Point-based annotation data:
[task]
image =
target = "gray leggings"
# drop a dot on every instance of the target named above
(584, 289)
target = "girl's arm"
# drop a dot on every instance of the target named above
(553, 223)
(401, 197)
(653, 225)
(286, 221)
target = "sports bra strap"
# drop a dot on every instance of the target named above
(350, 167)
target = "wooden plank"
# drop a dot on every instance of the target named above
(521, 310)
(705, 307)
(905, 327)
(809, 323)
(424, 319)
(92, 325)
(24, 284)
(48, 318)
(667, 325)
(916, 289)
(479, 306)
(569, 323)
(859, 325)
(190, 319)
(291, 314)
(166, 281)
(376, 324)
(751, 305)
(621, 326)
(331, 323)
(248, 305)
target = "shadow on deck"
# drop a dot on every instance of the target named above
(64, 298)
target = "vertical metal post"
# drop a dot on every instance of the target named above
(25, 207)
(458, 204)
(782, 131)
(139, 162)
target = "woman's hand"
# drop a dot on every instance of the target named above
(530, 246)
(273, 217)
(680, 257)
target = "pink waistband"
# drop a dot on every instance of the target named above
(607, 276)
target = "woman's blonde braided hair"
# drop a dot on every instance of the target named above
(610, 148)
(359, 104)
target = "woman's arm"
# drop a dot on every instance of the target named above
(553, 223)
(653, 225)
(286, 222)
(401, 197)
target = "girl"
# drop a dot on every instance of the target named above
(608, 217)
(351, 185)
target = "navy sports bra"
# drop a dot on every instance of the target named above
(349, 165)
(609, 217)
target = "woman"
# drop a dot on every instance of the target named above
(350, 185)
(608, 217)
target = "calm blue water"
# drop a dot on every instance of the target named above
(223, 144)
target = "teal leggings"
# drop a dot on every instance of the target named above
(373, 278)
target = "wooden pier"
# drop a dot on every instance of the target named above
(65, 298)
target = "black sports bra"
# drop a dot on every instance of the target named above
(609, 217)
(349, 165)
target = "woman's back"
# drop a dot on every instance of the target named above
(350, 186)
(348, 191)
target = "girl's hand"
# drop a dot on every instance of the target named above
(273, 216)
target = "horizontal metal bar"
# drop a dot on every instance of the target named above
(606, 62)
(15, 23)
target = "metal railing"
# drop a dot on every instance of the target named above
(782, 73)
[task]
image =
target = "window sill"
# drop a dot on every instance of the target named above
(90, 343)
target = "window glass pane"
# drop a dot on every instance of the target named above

REQUIRED WORK: Restate the records, all of them, precisely as written.

COMPLETE OUTPUT:
[task]
image =
target = "gray leggings"
# drop a dot on every instance of the target named above
(584, 289)
target = "girl's arm"
# drop a dot on every instance of the target named above
(553, 223)
(401, 197)
(653, 225)
(286, 221)
target = "sports bra strap"
# drop a dot on every instance of the target named above
(350, 167)
target = "wooden plank"
# drop a dot on every instance of the target named above
(521, 310)
(705, 307)
(905, 327)
(809, 323)
(424, 319)
(92, 325)
(24, 284)
(48, 318)
(667, 325)
(916, 289)
(479, 306)
(569, 323)
(859, 325)
(190, 319)
(291, 314)
(166, 281)
(376, 324)
(751, 305)
(621, 326)
(331, 323)
(248, 305)
target = "shadow on deck"
# drop a dot on every instance of the target named above
(64, 298)
target = "vertical metal post"
# drop a dot on every instance of the target named above
(25, 207)
(458, 204)
(782, 131)
(139, 162)
target = "woman's hand"
# drop a dot on every instance of the target named above
(530, 246)
(273, 217)
(680, 257)
target = "pink waistband"
# drop a dot on every instance of the target named above
(607, 276)
target = "woman's blonde braided hair"
# drop a dot on every instance of the target named above
(610, 148)
(359, 104)
target = "woman's arm"
# drop a dot on every instance of the target named above
(553, 223)
(653, 225)
(286, 222)
(401, 197)
target = "girl"
# drop a dot on every instance of the target named above
(608, 217)
(351, 185)
target = "navy sports bra"
# drop a dot on every instance of the target named above
(349, 165)
(609, 217)
target = "woman"
# drop a dot on every instance of the target named above
(350, 185)
(608, 217)
target = "calm blue water"
# drop a dot on every instance of the target named above
(223, 144)
target = "teal leggings"
# drop a dot on every instance of the target named above
(373, 278)
target = "wooden pier"
# drop a dot on every instance of the target named above
(65, 298)
target = "black sports bra"
# drop a dot on every instance of the target named above
(609, 217)
(349, 165)
target = "woman's back"
# drop a dot on every instance of the target named above
(350, 186)
(348, 191)
target = "girl's hand"
# drop a dot on every instance of the target named above
(273, 216)
target = "horizontal metal bar"
# drop a dot on every instance of the target named above
(606, 62)
(15, 23)
target = "metal railing"
# drop a dot on every instance of the target named above
(782, 73)
[task]
image =
target = "window sill"
# drop a dot on every instance of the target named above
(90, 343)
target = "window glass pane"
# drop a dot on every instance of the target named above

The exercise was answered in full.